- _CHALLENGE_
How many lines of the data contain the word "trousers"? Give only the number.

- _SUPPLIED DATA_
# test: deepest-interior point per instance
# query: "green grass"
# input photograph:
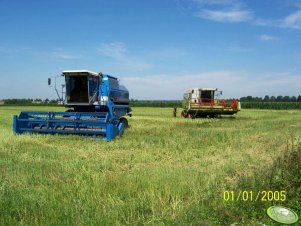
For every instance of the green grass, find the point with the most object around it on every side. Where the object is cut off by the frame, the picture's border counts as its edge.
(163, 171)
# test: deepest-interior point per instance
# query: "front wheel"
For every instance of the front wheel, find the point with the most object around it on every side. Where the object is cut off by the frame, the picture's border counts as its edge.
(184, 114)
(125, 123)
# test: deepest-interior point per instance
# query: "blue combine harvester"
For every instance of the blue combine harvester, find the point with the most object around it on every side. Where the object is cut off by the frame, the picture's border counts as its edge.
(97, 106)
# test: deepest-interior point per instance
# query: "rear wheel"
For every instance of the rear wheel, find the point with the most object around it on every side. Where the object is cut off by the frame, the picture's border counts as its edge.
(184, 114)
(125, 123)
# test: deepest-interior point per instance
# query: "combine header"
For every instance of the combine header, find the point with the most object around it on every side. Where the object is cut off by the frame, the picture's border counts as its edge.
(96, 102)
(204, 102)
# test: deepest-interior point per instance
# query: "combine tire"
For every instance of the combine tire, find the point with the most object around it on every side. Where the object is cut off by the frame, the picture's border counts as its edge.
(184, 114)
(125, 123)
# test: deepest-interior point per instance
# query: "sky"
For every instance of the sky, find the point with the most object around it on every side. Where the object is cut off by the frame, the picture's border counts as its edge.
(157, 48)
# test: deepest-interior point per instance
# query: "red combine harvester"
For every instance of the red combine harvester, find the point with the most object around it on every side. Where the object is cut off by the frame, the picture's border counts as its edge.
(206, 102)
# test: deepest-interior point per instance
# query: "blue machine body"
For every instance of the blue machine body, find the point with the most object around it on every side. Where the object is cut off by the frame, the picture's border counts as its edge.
(96, 105)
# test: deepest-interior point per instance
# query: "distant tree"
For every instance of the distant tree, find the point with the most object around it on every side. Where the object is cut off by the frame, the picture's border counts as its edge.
(293, 99)
(286, 99)
(279, 98)
(249, 98)
(266, 98)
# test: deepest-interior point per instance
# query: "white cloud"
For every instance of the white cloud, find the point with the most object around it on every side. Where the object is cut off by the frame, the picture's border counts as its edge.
(62, 54)
(265, 37)
(234, 84)
(226, 15)
(292, 21)
(223, 11)
(118, 53)
(215, 2)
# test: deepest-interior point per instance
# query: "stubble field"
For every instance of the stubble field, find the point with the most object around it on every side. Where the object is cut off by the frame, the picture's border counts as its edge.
(163, 171)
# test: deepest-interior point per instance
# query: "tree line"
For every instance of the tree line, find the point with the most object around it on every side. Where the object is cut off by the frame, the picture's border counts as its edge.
(268, 98)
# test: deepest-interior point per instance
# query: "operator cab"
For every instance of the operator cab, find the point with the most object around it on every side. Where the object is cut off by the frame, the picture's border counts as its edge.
(196, 95)
(81, 87)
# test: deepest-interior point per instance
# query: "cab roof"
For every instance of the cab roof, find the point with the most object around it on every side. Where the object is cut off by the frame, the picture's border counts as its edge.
(80, 72)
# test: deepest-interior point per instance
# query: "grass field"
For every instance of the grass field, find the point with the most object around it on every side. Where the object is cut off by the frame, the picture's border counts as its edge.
(163, 171)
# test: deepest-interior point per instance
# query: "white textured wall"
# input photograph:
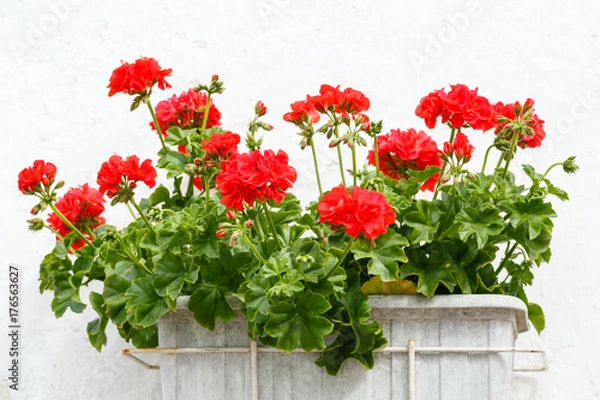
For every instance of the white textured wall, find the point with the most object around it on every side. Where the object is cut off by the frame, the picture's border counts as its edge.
(56, 57)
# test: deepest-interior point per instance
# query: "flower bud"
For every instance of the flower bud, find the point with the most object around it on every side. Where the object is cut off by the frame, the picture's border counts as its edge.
(569, 165)
(260, 109)
(335, 142)
(35, 224)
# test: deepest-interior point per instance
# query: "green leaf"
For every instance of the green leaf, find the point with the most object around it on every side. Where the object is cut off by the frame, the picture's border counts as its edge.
(533, 215)
(358, 337)
(530, 171)
(384, 256)
(336, 275)
(423, 175)
(468, 260)
(480, 223)
(254, 296)
(376, 286)
(561, 194)
(221, 277)
(208, 303)
(51, 266)
(300, 324)
(140, 337)
(160, 195)
(172, 271)
(536, 316)
(144, 303)
(116, 284)
(432, 267)
(424, 221)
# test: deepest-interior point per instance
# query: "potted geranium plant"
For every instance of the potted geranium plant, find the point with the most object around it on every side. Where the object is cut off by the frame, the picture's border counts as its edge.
(227, 225)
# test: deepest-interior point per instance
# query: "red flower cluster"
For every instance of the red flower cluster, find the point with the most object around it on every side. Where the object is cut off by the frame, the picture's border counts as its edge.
(114, 171)
(460, 147)
(401, 151)
(138, 77)
(459, 106)
(531, 119)
(250, 176)
(40, 174)
(347, 102)
(362, 211)
(185, 111)
(221, 145)
(82, 207)
(303, 111)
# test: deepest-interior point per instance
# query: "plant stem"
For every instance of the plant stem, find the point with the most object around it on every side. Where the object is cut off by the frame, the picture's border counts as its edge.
(354, 164)
(131, 210)
(158, 130)
(341, 259)
(376, 155)
(68, 223)
(441, 178)
(339, 151)
(314, 153)
(507, 256)
(271, 224)
(139, 210)
(206, 193)
(190, 189)
(206, 109)
(550, 169)
(513, 146)
(253, 248)
(487, 153)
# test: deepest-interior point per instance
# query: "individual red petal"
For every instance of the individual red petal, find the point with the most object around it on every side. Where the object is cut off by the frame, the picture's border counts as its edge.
(33, 178)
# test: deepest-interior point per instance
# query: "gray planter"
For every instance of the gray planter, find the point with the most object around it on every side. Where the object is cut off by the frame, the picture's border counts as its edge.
(460, 340)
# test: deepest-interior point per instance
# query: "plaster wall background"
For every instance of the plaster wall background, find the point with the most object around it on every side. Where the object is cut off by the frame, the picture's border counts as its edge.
(56, 57)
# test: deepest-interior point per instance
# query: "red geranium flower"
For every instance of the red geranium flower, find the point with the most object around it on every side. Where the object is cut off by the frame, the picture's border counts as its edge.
(221, 145)
(33, 178)
(536, 125)
(250, 176)
(302, 111)
(82, 206)
(260, 109)
(185, 111)
(329, 98)
(354, 102)
(362, 211)
(138, 77)
(460, 106)
(401, 151)
(460, 147)
(117, 172)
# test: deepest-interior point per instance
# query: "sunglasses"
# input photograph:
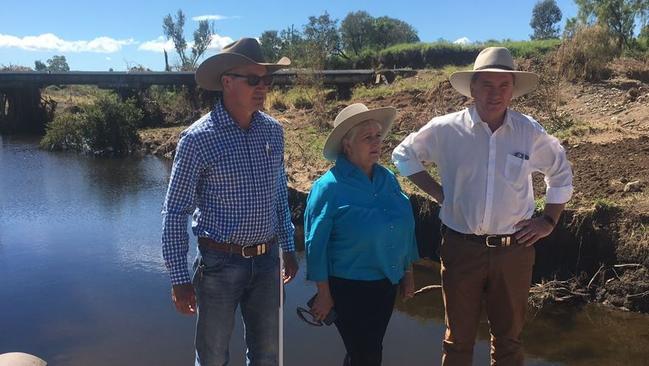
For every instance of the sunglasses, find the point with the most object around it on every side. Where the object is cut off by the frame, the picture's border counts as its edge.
(308, 317)
(254, 80)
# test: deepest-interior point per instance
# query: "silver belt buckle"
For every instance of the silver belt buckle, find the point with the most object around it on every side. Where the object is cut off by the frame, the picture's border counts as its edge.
(505, 241)
(261, 249)
(243, 251)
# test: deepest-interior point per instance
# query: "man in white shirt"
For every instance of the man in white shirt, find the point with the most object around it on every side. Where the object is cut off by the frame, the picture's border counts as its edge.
(485, 155)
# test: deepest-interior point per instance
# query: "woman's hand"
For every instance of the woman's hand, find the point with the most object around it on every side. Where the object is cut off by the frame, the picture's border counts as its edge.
(407, 286)
(322, 304)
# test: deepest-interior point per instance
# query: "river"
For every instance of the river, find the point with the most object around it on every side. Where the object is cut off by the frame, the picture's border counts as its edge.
(82, 281)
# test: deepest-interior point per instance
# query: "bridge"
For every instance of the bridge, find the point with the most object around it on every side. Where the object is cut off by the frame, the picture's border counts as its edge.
(22, 107)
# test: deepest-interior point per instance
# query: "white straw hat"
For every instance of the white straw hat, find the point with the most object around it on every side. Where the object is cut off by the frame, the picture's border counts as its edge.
(495, 59)
(350, 117)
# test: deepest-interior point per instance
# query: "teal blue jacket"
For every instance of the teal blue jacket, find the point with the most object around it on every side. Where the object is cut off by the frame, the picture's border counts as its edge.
(357, 228)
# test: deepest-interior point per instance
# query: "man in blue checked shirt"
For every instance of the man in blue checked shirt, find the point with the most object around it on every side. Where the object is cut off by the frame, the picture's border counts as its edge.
(229, 174)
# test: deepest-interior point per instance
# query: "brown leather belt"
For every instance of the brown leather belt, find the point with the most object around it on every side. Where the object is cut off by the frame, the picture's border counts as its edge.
(491, 241)
(246, 251)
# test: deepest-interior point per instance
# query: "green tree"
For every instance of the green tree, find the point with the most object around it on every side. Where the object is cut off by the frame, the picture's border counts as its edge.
(57, 64)
(292, 44)
(271, 45)
(357, 31)
(322, 38)
(618, 16)
(174, 30)
(545, 15)
(389, 31)
(39, 66)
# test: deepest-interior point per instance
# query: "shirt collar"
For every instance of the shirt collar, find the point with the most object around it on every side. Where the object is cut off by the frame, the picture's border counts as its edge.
(477, 121)
(221, 117)
(348, 168)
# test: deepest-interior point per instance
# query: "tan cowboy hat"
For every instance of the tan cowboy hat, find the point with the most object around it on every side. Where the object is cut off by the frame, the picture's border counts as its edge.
(245, 51)
(350, 117)
(20, 359)
(495, 59)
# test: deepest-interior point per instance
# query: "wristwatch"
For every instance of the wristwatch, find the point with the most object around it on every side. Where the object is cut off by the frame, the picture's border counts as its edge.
(549, 219)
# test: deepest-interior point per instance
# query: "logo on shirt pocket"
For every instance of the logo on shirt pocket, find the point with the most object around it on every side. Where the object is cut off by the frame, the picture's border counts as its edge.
(516, 167)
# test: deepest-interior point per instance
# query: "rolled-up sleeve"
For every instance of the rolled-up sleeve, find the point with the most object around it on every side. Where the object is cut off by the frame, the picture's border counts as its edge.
(286, 230)
(551, 160)
(179, 203)
(418, 147)
(318, 224)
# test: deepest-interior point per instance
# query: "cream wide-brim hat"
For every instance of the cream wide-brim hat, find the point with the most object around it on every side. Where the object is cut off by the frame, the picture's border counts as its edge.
(245, 51)
(495, 59)
(20, 359)
(351, 116)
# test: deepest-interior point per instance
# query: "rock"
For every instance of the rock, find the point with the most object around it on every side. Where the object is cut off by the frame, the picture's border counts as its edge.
(634, 186)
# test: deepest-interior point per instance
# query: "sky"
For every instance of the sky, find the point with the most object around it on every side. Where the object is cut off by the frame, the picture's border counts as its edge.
(118, 34)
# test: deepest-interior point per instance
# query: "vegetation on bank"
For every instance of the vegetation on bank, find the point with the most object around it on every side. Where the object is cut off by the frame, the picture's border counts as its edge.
(108, 126)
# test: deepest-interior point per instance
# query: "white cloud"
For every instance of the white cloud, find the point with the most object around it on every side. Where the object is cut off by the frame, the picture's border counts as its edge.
(51, 42)
(214, 17)
(218, 42)
(159, 44)
(462, 41)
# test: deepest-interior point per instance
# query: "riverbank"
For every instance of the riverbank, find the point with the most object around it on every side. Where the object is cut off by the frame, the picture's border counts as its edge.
(600, 249)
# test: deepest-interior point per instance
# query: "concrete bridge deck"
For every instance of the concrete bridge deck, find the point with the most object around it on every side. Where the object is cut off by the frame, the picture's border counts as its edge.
(142, 79)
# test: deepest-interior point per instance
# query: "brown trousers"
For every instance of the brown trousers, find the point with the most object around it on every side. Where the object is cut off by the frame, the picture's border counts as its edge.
(473, 273)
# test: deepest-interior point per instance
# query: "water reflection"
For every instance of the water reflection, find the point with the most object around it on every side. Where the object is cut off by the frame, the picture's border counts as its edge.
(83, 283)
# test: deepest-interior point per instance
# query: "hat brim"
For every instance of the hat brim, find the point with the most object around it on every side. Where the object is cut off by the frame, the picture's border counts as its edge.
(333, 145)
(208, 75)
(524, 82)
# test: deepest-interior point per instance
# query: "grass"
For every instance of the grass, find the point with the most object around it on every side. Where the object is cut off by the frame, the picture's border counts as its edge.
(298, 97)
(604, 205)
(424, 80)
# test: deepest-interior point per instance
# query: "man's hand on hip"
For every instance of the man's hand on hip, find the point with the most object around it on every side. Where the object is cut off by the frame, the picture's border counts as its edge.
(184, 298)
(290, 266)
(532, 230)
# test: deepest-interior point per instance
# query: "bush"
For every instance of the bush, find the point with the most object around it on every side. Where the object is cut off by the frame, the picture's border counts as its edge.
(585, 55)
(64, 133)
(109, 126)
(528, 49)
(302, 102)
(440, 54)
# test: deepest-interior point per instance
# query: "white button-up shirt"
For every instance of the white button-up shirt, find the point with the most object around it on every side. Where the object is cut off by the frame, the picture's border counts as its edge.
(486, 177)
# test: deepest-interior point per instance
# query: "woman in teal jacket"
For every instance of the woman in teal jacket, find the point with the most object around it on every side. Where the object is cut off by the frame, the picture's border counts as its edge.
(359, 234)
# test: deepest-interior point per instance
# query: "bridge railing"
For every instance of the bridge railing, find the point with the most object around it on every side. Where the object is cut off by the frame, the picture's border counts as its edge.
(138, 79)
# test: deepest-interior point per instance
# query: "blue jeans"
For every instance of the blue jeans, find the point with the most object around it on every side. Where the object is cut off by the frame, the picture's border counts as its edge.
(224, 281)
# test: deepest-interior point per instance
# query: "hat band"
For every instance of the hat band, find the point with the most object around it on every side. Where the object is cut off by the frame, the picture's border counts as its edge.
(504, 67)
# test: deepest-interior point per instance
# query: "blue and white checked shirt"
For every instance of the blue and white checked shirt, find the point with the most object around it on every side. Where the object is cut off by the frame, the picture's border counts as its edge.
(233, 181)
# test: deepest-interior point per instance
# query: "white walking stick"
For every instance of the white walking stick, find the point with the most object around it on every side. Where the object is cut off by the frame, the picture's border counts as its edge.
(281, 308)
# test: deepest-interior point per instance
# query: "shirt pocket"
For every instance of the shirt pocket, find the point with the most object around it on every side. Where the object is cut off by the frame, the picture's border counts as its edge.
(516, 168)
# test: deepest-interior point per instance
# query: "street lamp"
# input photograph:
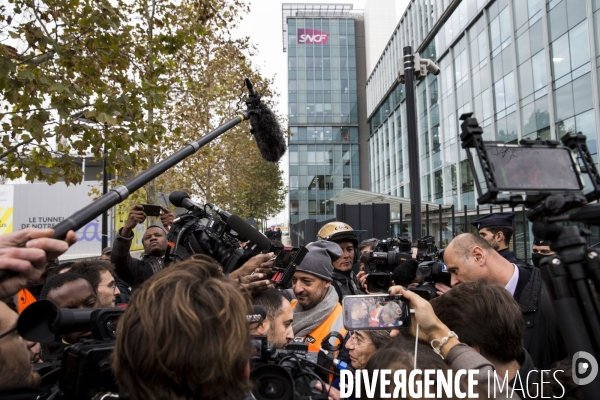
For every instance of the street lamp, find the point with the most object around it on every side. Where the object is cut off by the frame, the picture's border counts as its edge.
(414, 67)
(80, 116)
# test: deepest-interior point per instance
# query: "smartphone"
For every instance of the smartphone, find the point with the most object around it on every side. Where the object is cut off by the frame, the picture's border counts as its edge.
(533, 168)
(375, 311)
(151, 210)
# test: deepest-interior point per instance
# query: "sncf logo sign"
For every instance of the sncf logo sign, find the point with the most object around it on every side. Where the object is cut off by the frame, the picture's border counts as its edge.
(312, 36)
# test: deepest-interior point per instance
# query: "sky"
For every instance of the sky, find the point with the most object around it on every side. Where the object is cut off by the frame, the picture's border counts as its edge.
(264, 27)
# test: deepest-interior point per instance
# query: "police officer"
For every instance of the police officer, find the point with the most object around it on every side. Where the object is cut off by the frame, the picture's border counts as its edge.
(344, 280)
(496, 229)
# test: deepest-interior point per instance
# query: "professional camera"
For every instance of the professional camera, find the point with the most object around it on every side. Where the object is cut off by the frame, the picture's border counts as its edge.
(432, 272)
(85, 369)
(289, 373)
(547, 177)
(431, 268)
(426, 249)
(285, 265)
(380, 263)
(204, 232)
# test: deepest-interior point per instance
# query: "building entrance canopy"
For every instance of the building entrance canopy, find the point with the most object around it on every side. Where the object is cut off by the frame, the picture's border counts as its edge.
(356, 196)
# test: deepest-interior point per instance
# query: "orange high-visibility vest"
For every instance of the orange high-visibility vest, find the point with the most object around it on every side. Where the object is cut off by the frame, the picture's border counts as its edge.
(25, 298)
(333, 323)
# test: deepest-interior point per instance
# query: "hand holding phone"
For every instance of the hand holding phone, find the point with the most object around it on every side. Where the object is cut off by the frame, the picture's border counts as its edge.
(151, 210)
(430, 326)
(369, 312)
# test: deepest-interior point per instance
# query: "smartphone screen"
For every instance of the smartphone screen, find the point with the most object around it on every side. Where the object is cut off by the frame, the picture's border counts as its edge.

- _CORRECT RESULT_
2